◆ **Task to carry out**
Retype the lines of the data below, from the line containing "[segment] horizontal wooden beam" through the line containing "POLYGON ((436 190, 481", inclusive, with no changes.

[Excerpt from a data file]
━━━━━━━━━━━━━━━━━━━━
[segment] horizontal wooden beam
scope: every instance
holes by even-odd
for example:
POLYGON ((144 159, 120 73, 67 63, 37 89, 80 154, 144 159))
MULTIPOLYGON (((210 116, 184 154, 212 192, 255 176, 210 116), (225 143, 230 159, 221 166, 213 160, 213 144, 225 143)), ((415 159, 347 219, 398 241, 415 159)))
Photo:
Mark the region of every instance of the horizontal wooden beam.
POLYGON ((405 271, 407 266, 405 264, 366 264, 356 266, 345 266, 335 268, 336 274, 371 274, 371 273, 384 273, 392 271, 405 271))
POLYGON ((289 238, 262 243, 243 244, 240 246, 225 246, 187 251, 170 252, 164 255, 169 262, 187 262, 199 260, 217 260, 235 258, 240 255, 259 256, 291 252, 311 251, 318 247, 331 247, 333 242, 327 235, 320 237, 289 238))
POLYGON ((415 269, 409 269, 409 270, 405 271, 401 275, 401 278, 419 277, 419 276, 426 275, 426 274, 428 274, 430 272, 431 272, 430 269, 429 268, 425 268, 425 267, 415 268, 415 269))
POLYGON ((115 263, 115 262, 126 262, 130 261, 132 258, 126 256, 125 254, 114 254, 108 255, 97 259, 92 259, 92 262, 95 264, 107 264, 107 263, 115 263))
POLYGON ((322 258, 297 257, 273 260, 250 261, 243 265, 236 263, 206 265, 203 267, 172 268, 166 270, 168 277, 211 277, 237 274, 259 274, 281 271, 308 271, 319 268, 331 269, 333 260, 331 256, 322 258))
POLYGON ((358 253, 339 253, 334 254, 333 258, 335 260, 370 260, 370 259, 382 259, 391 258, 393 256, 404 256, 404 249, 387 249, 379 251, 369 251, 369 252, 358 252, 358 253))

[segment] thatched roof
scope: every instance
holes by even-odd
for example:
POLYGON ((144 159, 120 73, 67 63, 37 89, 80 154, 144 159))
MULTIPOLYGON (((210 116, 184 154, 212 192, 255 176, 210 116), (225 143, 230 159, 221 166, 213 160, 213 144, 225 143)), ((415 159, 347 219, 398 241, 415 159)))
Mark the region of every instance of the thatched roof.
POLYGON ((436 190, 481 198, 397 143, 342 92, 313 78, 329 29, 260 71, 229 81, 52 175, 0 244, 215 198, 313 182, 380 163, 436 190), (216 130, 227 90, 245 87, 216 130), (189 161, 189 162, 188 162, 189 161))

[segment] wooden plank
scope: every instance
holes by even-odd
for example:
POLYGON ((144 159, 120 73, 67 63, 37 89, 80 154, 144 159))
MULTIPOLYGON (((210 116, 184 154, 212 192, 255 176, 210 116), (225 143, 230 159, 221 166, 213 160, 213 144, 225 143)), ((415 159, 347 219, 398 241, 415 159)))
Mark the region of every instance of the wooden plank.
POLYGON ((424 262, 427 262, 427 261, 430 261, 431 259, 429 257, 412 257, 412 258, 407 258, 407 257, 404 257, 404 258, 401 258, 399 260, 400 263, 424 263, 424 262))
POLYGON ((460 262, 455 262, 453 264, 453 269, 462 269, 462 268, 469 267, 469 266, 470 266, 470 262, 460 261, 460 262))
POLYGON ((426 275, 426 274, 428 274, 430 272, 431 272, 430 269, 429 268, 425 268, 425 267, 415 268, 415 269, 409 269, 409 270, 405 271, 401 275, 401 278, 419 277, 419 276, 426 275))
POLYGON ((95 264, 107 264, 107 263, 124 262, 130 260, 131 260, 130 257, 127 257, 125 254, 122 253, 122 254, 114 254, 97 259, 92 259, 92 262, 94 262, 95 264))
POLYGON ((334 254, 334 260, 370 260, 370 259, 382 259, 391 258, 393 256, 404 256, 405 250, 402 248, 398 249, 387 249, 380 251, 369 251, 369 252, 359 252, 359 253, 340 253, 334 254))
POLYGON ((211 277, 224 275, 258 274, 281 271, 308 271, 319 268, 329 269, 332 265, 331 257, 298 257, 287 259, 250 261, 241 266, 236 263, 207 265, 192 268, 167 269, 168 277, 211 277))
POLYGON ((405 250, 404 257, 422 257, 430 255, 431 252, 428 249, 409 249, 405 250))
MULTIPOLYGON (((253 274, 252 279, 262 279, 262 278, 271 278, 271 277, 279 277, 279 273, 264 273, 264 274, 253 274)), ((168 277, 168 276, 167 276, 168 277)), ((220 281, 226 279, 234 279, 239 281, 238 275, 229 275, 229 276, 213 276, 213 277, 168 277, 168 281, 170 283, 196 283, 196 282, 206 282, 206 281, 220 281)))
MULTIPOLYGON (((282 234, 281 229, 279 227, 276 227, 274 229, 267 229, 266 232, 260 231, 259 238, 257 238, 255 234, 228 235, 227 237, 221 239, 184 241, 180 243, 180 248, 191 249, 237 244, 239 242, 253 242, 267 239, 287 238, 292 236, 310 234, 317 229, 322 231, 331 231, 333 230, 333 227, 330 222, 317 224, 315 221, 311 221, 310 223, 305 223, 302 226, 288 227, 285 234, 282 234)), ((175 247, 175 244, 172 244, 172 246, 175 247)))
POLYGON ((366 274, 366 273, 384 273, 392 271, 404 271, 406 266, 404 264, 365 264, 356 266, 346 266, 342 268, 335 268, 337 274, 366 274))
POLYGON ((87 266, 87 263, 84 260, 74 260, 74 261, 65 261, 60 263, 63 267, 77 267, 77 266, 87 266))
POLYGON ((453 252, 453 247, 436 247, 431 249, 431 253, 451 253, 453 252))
━━━━━━━━━━━━━━━━━━━━
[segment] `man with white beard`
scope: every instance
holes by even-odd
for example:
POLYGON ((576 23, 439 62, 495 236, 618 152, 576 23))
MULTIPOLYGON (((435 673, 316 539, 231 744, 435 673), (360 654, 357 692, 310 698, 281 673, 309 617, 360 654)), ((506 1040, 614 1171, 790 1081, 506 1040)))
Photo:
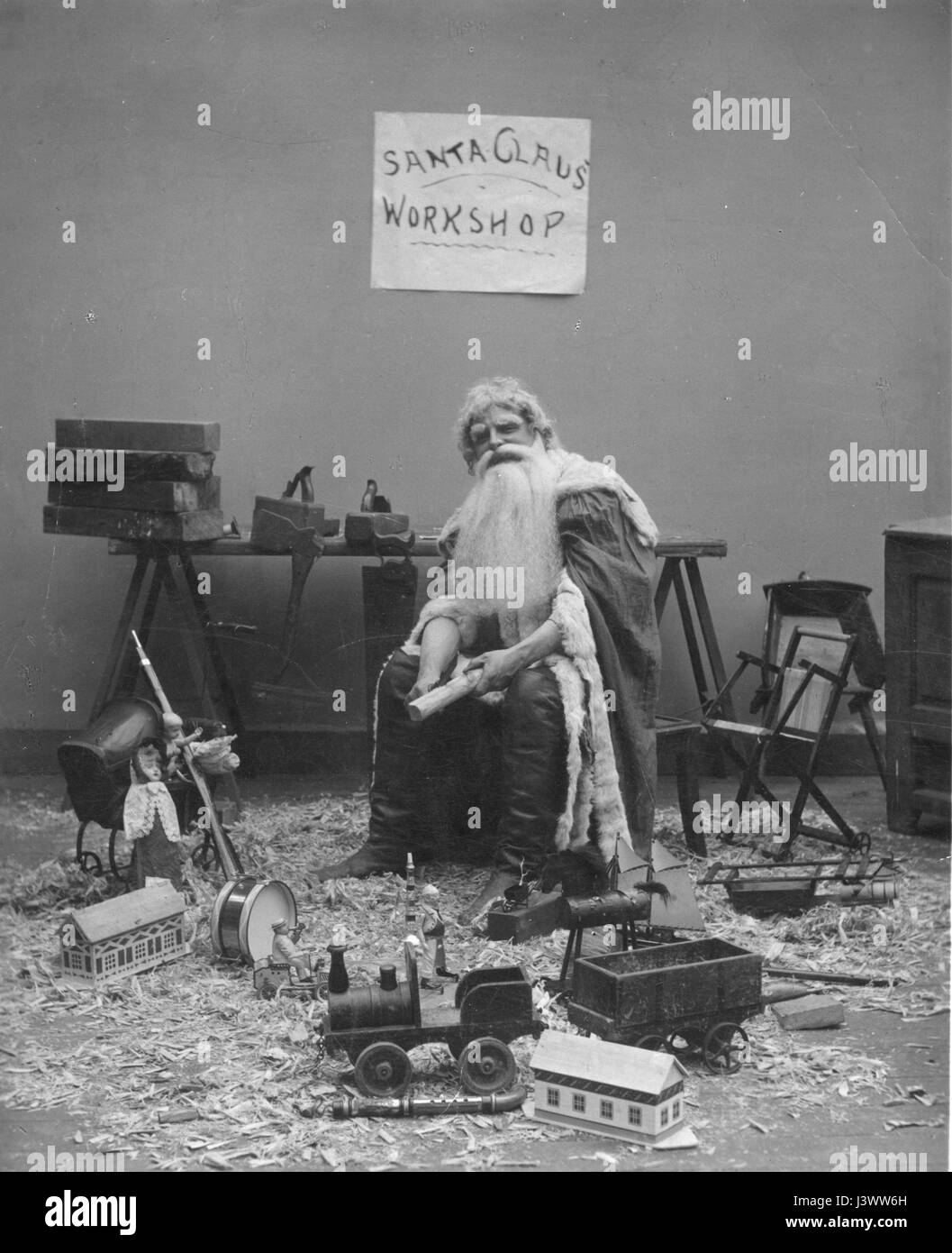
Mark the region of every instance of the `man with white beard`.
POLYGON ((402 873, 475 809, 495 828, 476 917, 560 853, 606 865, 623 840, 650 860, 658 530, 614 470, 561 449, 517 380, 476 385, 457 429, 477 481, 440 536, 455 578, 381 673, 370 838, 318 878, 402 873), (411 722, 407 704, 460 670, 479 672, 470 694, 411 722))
━━━━━━━━━━━━━━━━━━━━
◆ **Finished task**
[segment] horizontal wooden beam
scope: every instance
holes by even-odd
for example:
POLYGON ((144 159, 120 73, 67 63, 37 89, 80 154, 144 159))
MULTIPOLYGON (((210 116, 184 154, 212 192, 255 176, 210 116), (225 143, 230 159, 221 166, 213 160, 213 144, 225 143)), ((415 159, 347 219, 398 241, 415 159)))
Photo:
Mark the region of every instance of the horizontal wooden beam.
POLYGON ((405 271, 407 266, 405 264, 366 264, 356 266, 345 266, 335 268, 336 274, 371 274, 371 273, 384 273, 392 271, 405 271))
POLYGON ((289 238, 262 243, 243 244, 240 246, 225 246, 187 251, 170 252, 164 255, 169 262, 187 262, 199 260, 217 260, 235 258, 240 255, 259 256, 291 252, 311 251, 318 247, 331 247, 333 242, 327 235, 320 237, 289 238))
POLYGON ((415 269, 409 269, 409 270, 405 271, 401 275, 401 278, 419 277, 419 276, 426 275, 426 274, 428 274, 430 272, 431 272, 430 269, 429 268, 425 268, 425 267, 415 268, 415 269))
POLYGON ((115 263, 115 262, 126 262, 130 261, 132 258, 126 256, 125 254, 114 254, 108 255, 97 259, 92 259, 92 262, 95 264, 107 264, 107 263, 115 263))
POLYGON ((322 258, 297 257, 273 260, 250 261, 243 265, 236 263, 206 265, 203 267, 172 268, 166 270, 168 277, 211 277, 237 274, 259 274, 281 271, 308 271, 319 268, 331 269, 333 260, 331 256, 322 258))
POLYGON ((358 253, 339 253, 334 254, 333 258, 335 260, 370 260, 370 259, 382 259, 391 258, 393 256, 404 256, 404 249, 387 249, 379 251, 369 251, 369 252, 358 252, 358 253))

[segment] thatched roof
scope: every instance
holes by even-odd
for example:
POLYGON ((144 159, 120 73, 67 63, 37 89, 80 154, 144 159))
MULTIPOLYGON (((210 116, 184 154, 212 192, 255 176, 210 116), (225 143, 230 159, 221 166, 213 160, 213 144, 225 143)), ((415 159, 347 219, 398 241, 415 159)))
Mark the region of every instance of the thatched roof.
POLYGON ((436 190, 481 198, 397 143, 342 92, 313 78, 329 29, 260 71, 229 81, 52 175, 0 244, 215 198, 313 182, 380 163, 436 190), (216 130, 227 90, 245 87, 216 130), (189 161, 189 162, 188 162, 189 161))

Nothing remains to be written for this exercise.